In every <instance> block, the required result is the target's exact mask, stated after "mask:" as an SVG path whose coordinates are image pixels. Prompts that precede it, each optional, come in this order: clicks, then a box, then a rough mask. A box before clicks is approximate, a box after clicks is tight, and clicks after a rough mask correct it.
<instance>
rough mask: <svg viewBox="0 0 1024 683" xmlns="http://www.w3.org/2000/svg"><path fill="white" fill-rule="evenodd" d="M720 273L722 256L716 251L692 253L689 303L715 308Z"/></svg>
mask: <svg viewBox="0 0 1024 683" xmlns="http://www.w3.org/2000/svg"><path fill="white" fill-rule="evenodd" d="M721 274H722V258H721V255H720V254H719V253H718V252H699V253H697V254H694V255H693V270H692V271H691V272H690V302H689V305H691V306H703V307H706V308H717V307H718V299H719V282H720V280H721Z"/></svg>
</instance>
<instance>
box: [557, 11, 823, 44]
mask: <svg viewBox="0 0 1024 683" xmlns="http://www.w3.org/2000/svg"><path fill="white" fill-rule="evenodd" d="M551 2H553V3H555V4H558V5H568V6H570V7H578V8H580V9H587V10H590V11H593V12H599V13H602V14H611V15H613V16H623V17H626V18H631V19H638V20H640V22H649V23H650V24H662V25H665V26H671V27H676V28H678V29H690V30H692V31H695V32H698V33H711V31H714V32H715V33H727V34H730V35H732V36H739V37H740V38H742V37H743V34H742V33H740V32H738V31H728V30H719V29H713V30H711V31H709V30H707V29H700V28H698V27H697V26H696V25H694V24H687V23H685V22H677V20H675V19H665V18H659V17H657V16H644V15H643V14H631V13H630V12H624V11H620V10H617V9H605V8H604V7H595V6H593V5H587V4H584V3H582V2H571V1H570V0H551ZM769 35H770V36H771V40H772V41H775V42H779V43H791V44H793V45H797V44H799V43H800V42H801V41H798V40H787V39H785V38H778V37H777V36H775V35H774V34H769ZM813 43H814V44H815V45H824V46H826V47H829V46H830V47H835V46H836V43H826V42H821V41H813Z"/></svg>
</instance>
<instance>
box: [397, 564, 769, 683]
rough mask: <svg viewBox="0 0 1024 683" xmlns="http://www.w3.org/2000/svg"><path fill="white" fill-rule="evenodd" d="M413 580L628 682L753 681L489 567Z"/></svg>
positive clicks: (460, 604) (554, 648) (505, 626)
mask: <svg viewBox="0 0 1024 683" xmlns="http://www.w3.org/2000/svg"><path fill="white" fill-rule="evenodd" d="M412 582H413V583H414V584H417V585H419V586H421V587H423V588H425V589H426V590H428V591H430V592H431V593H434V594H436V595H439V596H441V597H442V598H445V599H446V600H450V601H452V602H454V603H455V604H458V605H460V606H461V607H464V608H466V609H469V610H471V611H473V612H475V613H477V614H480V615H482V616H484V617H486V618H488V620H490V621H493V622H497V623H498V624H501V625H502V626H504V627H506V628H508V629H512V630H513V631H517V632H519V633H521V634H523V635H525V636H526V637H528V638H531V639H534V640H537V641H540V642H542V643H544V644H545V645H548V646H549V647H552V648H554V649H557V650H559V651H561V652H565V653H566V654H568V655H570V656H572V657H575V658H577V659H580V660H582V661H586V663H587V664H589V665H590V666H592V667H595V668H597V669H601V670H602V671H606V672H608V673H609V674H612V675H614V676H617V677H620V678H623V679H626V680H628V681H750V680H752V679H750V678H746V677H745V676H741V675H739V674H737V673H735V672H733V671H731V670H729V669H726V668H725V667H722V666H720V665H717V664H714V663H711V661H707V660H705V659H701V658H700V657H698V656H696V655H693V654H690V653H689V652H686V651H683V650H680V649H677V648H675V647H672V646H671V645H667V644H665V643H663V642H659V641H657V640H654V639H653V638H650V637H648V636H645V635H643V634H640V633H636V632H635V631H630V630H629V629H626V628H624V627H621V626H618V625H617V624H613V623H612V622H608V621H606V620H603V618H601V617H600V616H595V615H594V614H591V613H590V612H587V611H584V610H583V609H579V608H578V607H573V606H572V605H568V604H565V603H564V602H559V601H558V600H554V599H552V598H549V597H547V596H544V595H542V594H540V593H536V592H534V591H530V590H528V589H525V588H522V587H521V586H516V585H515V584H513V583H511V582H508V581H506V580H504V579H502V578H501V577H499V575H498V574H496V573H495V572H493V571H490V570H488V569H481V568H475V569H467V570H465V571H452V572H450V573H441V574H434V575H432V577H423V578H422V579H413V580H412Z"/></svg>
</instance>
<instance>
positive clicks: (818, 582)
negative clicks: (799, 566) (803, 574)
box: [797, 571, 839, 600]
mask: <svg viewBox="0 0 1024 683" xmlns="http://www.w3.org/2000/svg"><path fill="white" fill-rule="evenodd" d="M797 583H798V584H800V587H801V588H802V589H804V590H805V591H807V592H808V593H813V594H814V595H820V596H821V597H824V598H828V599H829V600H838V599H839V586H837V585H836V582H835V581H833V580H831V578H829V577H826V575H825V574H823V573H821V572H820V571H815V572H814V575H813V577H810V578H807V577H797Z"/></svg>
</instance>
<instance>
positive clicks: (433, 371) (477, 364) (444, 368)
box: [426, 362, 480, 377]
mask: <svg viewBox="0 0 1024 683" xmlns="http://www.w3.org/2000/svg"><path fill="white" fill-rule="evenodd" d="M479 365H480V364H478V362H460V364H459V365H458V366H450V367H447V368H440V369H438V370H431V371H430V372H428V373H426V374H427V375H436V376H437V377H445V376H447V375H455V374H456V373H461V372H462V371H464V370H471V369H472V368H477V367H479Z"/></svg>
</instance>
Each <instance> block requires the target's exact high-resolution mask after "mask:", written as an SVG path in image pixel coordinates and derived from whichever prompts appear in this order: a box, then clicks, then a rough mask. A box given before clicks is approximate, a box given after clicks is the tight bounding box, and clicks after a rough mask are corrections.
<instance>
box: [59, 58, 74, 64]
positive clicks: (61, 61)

◆ ◆ ◆ ◆ ◆ ◆ ◆

PROBLEM STATEMENT: Every line of the data must be reproduced exactly.

RESPONSE AREA:
In every <instance> block, the required result is the target's exact mask, stated after "mask:" as an SVG path whose coordinates are image pixels. Prompts that precede it, each optional, come in this order: clicks, then a box, then a rough mask. A box before clicks is approximate, a box after clicks is tight, and clicks after a rough mask correct it.
<instance>
rough mask: <svg viewBox="0 0 1024 683" xmlns="http://www.w3.org/2000/svg"><path fill="white" fill-rule="evenodd" d="M720 273L722 256L716 251L692 253L689 303L715 308Z"/></svg>
mask: <svg viewBox="0 0 1024 683" xmlns="http://www.w3.org/2000/svg"><path fill="white" fill-rule="evenodd" d="M721 274H722V258H721V255H720V254H719V253H718V252H699V253H697V254H694V255H693V270H692V271H691V272H690V302H689V305H691V306H703V307H706V308H717V307H718V299H719V282H720V280H721Z"/></svg>
</instance>
<instance>
box: [557, 11, 823, 44]
mask: <svg viewBox="0 0 1024 683" xmlns="http://www.w3.org/2000/svg"><path fill="white" fill-rule="evenodd" d="M551 2H553V3H555V4H558V5H568V6H570V7H578V8H580V9H587V10H590V11H593V12H599V13H602V14H611V15H613V16H623V17H626V18H631V19H638V20H640V22H649V23H650V24H662V25H665V26H671V27H676V28H678V29H690V30H692V31H695V32H698V33H711V31H714V32H715V33H727V34H730V35H732V36H739V37H740V38H742V37H743V34H742V33H740V32H738V31H728V30H719V29H713V30H711V31H709V30H707V29H700V28H698V27H697V26H696V25H694V24H687V23H685V22H677V20H675V19H665V18H659V17H657V16H644V15H643V14H631V13H630V12H624V11H620V10H617V9H605V8H604V7H595V6H593V5H587V4H584V3H582V2H571V1H570V0H551ZM769 35H770V36H771V40H772V41H775V42H779V43H791V44H793V45H797V44H799V43H800V42H801V41H798V40H787V39H785V38H778V37H777V36H775V35H774V34H769ZM813 43H814V44H815V45H824V46H826V47H829V46H830V47H835V46H836V43H826V42H821V41H813Z"/></svg>
</instance>
<instance>
box: [397, 564, 769, 683]
rough mask: <svg viewBox="0 0 1024 683" xmlns="http://www.w3.org/2000/svg"><path fill="white" fill-rule="evenodd" d="M413 580L628 682L753 681L489 567Z"/></svg>
positive clicks: (460, 604) (554, 648) (505, 626)
mask: <svg viewBox="0 0 1024 683" xmlns="http://www.w3.org/2000/svg"><path fill="white" fill-rule="evenodd" d="M412 582H413V583H414V584H417V585H419V586H421V587H423V588H425V589H426V590H428V591H430V592H431V593H434V594H436V595H439V596H441V597H442V598H445V599H446V600H450V601H452V602H454V603H455V604H458V605H460V606H461V607H464V608H466V609H469V610H471V611H473V612H475V613H477V614H480V615H482V616H484V617H486V618H488V620H490V621H493V622H497V623H498V624H501V625H502V626H504V627H506V628H508V629H512V630H513V631H517V632H519V633H521V634H523V635H525V636H526V637H528V638H531V639H534V640H537V641H540V642H542V643H544V644H545V645H548V646H549V647H552V648H554V649H557V650H559V651H561V652H565V653H566V654H568V655H570V656H572V657H575V658H577V659H580V660H582V661H586V663H587V664H589V665H590V666H592V667H595V668H597V669H601V670H602V671H606V672H608V673H609V674H612V675H614V676H617V677H620V678H623V679H626V680H628V681H750V680H752V679H750V678H746V677H745V676H741V675H739V674H737V673H735V672H733V671H731V670H729V669H726V668H725V667H722V666H720V665H717V664H714V663H711V661H707V660H705V659H701V658H700V657H698V656H696V655H693V654H690V653H689V652H686V651H683V650H680V649H677V648H675V647H672V646H671V645H667V644H665V643H663V642H659V641H657V640H654V639H653V638H650V637H648V636H645V635H643V634H640V633H636V632H635V631H630V630H629V629H626V628H624V627H621V626H618V625H617V624H613V623H612V622H608V621H606V620H603V618H601V617H600V616H595V615H594V614H591V613H590V612H587V611H584V610H583V609H579V608H578V607H573V606H572V605H568V604H565V603H564V602H559V601H558V600H554V599H552V598H549V597H547V596H544V595H542V594H540V593H536V592H534V591H530V590H528V589H525V588H522V587H521V586H516V585H515V584H513V583H511V582H508V581H506V580H504V579H502V578H501V577H499V575H498V574H496V573H495V572H493V571H490V570H488V569H481V568H475V569H467V570H465V571H452V572H450V573H441V574H434V575H432V577H423V578H422V579H413V580H412Z"/></svg>
</instance>
<instance>
positive clicks: (818, 582)
negative clicks: (799, 566) (803, 574)
box: [797, 571, 839, 600]
mask: <svg viewBox="0 0 1024 683" xmlns="http://www.w3.org/2000/svg"><path fill="white" fill-rule="evenodd" d="M797 583H798V584H800V587H801V588H802V589H804V590H805V591H807V592H808V593H813V594H814V595H820V596H821V597H824V598H828V599H829V600H838V599H839V586H837V585H836V582H835V581H833V580H831V578H829V577H826V575H825V574H823V573H821V572H820V571H815V572H814V575H813V577H810V578H807V577H797Z"/></svg>
</instance>
<instance>
positive clicks: (433, 371) (477, 364) (444, 368)
box: [426, 362, 480, 377]
mask: <svg viewBox="0 0 1024 683" xmlns="http://www.w3.org/2000/svg"><path fill="white" fill-rule="evenodd" d="M479 365H480V364H478V362H460V364H459V365H458V366H450V367H447V368H440V369H438V370H431V371H430V372H428V373H426V374H427V375H436V376H437V377H445V376H447V375H455V374H456V373H461V372H462V371H464V370H471V369H472V368H477V367H479Z"/></svg>
</instance>
Each <instance> block requires the target's exact high-resolution mask after "mask:", written as an SVG path in image pixel coordinates and derived from whichever prompts appear in this order: a box, then clicks, then a rough mask. A box given before clicks is approximate, a box given after clicks is the tight bounding box, and clicks after a rough mask are corrections.
<instance>
box: [59, 58, 74, 64]
positive clicks: (61, 61)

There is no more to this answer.